→ SHORT PROBLEM: Copy out all of the data below, renaming every "workspace" to "scene" and keeping everything else the same. Omit the pictures from your copy.

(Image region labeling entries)
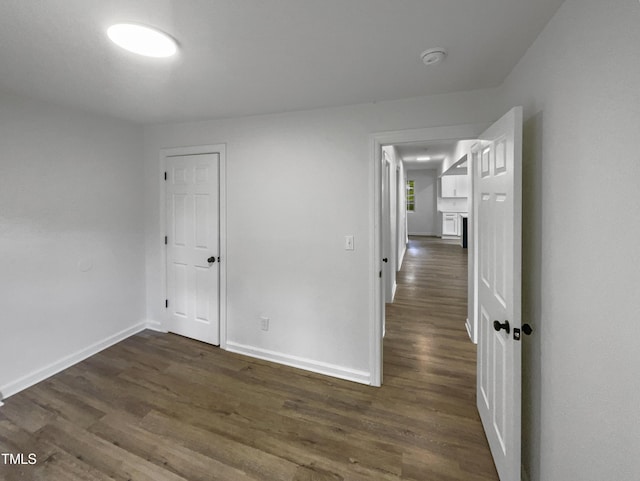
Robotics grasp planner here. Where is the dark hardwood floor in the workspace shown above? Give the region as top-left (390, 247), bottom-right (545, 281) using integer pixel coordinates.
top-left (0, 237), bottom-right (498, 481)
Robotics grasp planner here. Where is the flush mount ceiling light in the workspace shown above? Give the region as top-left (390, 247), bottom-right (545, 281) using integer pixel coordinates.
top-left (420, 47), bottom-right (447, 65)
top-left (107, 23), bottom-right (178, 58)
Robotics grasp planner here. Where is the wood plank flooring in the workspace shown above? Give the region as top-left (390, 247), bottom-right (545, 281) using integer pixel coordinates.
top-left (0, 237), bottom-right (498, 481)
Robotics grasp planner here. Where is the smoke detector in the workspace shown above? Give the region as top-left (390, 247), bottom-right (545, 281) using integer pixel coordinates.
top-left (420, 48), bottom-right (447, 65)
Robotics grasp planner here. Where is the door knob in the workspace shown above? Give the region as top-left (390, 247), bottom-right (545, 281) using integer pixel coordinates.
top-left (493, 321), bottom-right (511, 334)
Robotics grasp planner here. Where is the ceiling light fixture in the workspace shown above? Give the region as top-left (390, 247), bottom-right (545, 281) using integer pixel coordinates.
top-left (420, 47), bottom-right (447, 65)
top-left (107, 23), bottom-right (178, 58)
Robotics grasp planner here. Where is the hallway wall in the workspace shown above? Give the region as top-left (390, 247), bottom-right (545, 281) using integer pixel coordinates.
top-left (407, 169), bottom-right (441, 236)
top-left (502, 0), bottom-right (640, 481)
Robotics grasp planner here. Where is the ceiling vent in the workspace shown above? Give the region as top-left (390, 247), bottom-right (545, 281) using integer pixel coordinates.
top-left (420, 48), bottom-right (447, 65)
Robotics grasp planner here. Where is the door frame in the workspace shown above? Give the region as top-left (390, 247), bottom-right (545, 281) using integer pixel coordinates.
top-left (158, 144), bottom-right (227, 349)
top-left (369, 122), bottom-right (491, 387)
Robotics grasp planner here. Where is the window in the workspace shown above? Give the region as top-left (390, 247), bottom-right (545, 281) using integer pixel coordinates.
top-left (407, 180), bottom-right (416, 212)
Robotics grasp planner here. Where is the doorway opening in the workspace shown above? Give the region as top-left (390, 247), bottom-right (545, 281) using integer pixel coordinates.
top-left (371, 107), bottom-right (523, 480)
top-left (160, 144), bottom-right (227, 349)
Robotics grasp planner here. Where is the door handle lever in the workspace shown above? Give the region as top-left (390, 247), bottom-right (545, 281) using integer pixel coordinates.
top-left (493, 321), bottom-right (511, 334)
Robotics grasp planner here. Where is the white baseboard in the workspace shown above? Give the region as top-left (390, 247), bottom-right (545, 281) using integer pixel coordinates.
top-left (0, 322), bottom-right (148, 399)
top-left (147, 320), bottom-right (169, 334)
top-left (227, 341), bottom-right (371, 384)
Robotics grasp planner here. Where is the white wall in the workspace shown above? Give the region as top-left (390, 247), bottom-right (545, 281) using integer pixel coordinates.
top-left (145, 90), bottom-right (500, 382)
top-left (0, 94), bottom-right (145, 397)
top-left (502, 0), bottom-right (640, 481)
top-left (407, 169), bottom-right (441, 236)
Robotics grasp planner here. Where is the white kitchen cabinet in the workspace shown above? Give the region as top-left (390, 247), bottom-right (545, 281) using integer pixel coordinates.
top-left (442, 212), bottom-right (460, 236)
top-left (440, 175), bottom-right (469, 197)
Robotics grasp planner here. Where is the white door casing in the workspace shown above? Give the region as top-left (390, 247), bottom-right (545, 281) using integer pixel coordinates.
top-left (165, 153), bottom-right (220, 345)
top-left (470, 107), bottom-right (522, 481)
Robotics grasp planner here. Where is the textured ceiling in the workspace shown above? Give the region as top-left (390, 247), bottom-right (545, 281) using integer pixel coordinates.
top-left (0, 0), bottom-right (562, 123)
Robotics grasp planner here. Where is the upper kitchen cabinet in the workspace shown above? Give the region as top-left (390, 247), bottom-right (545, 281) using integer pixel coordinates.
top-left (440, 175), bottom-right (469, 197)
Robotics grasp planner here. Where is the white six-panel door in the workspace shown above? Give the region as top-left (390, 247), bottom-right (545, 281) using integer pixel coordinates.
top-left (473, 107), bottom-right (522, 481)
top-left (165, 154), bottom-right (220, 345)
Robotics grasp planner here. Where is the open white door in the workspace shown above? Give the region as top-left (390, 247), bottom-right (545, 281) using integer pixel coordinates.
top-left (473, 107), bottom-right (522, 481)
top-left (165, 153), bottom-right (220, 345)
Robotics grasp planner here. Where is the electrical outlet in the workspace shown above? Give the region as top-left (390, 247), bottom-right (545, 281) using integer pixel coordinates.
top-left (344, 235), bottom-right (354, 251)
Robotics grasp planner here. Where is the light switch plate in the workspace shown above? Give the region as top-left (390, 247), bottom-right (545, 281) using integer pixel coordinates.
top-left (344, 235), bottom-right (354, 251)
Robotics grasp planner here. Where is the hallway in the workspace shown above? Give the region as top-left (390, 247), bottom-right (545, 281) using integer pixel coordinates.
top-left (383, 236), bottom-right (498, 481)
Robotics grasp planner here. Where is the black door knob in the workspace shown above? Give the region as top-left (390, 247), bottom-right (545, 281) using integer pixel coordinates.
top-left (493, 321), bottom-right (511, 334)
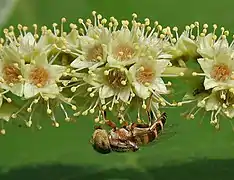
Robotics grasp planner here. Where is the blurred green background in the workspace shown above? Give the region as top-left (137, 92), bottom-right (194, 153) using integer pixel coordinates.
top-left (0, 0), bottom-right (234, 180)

→ ANSWER TO THE EXERCISE:
Robotics grasp planner here. Where is the dark hardwood floor in the scene shown above? Give the region as top-left (390, 247), bottom-right (545, 281) using integer pixel coordinates.
top-left (0, 237), bottom-right (498, 481)
Robotics grasp planner here. Where is the flush mount ceiling light in the scene shown above? Give the region as top-left (390, 247), bottom-right (545, 281) using integer pixel coordinates.
top-left (420, 47), bottom-right (447, 65)
top-left (107, 23), bottom-right (178, 58)
Robotics grasp planner here. Where is the wood plank flooring in the scene shown above? Give the region as top-left (390, 247), bottom-right (545, 281) using integer pixel coordinates.
top-left (0, 237), bottom-right (498, 481)
Robotics grasp planner here. Where is the smoke detector in the scene shown above? Give the region as top-left (390, 247), bottom-right (545, 281) using integer pixel coordinates.
top-left (420, 48), bottom-right (447, 65)
Robotics grasp planner here. Where is the door knob in the scene shown above? Give the region as top-left (390, 247), bottom-right (545, 281) using integer pixel coordinates.
top-left (493, 321), bottom-right (511, 334)
Robotics grasp planner here. Where is the ceiling light fixture in the scene shown above? Give the region as top-left (390, 247), bottom-right (545, 281) using integer pixel coordinates.
top-left (420, 47), bottom-right (447, 65)
top-left (107, 23), bottom-right (178, 58)
Robotics grasp planner here. Where is the hallway wall in the scene shown above? Give the region as top-left (390, 247), bottom-right (545, 281) using integer pixel coordinates.
top-left (407, 169), bottom-right (441, 236)
top-left (502, 0), bottom-right (640, 481)
Robotics grasp planner here. Where is the ceiling vent in the scene shown above? Give the region as top-left (390, 247), bottom-right (545, 281) using integer pixel coordinates.
top-left (420, 48), bottom-right (447, 65)
Robotics grasp planner here. Where is the door frame in the scene shown above? Give the region as top-left (390, 247), bottom-right (545, 281) using integer pixel coordinates.
top-left (158, 144), bottom-right (227, 349)
top-left (369, 122), bottom-right (491, 387)
Robotics grasp planner here. Where is the window in the scene shown above? Give the region as top-left (390, 247), bottom-right (545, 281) using integer pixel coordinates.
top-left (407, 180), bottom-right (416, 212)
Robotics grasp planner here. Where is the doorway opening in the scene shown above? Give the region as top-left (390, 247), bottom-right (545, 281) using integer pixel coordinates.
top-left (371, 107), bottom-right (523, 480)
top-left (160, 144), bottom-right (227, 349)
Robotics grasp planner here. Where is the door handle lever in the scene shown above? Give the region as top-left (390, 247), bottom-right (545, 281) using integer pixel coordinates.
top-left (493, 321), bottom-right (511, 334)
Robotics grasp planner here. Where is the white baseboard in the scene shown above? Give the region as top-left (390, 247), bottom-right (545, 281) using integer pixel coordinates.
top-left (0, 322), bottom-right (148, 399)
top-left (147, 320), bottom-right (169, 334)
top-left (227, 341), bottom-right (371, 384)
Robotics grasp planner here. Where is the white wall in the scene shown above? Give the region as top-left (390, 247), bottom-right (545, 281) using integer pixel coordinates.
top-left (145, 90), bottom-right (500, 382)
top-left (0, 94), bottom-right (145, 397)
top-left (502, 0), bottom-right (640, 481)
top-left (407, 169), bottom-right (441, 236)
Robotics grasp planner here. Where is the white kitchen cabinet in the scene shown above? Give the region as top-left (390, 247), bottom-right (545, 281) using integer pixel coordinates.
top-left (442, 212), bottom-right (460, 236)
top-left (440, 175), bottom-right (469, 197)
Robotics grasp planner here. Where is the white door casing in the scene shown above? Give the region as top-left (390, 247), bottom-right (545, 281) using integer pixel coordinates.
top-left (165, 153), bottom-right (220, 345)
top-left (470, 107), bottom-right (522, 481)
Robotics grasp planner here. Where is the textured ceiling in the scene shown above? Give the region as top-left (390, 247), bottom-right (545, 281) using integer pixel coordinates.
top-left (0, 0), bottom-right (562, 123)
Robotics grasp planner here. Where is the upper kitchen cabinet in the scene shown above? Give the region as top-left (390, 247), bottom-right (545, 281) using integer pixel coordinates.
top-left (440, 175), bottom-right (469, 197)
Robotics grasp planner here. Where is the white six-panel door in the scene shown above? Give the region as top-left (390, 247), bottom-right (545, 281) using integer pixel coordinates.
top-left (473, 107), bottom-right (522, 481)
top-left (165, 154), bottom-right (220, 345)
Robotics grasp planner here. Where is the open white door in the scene shown above? Give the region as top-left (390, 247), bottom-right (545, 281) using integer pixel coordinates.
top-left (473, 107), bottom-right (522, 481)
top-left (165, 153), bottom-right (220, 345)
Robotics grasp planner here. Where is the electrical outlet in the scene shown above? Give the region as top-left (390, 247), bottom-right (545, 281) using integer pixel coordinates.
top-left (344, 235), bottom-right (354, 251)
Robotics grasp planner here. Where is the light switch plate in the scene shown above? Give the region as top-left (390, 247), bottom-right (545, 281) using integer pixel coordinates.
top-left (344, 235), bottom-right (354, 251)
Robotics grasp planner here. Where is the hallway in the scene shown above? Give the region as top-left (390, 247), bottom-right (545, 281) using integer pixel coordinates.
top-left (383, 236), bottom-right (498, 481)
Robotics grasp planner here. Where is the black door knob in the scene shown above? Give the region as top-left (390, 247), bottom-right (545, 281) using integer pixel coordinates.
top-left (493, 321), bottom-right (511, 334)
Robotics grasp planner here. Where is the blurred green background in the scene shown above? Give the region as top-left (137, 92), bottom-right (194, 153) using integer pixel coordinates.
top-left (0, 0), bottom-right (234, 180)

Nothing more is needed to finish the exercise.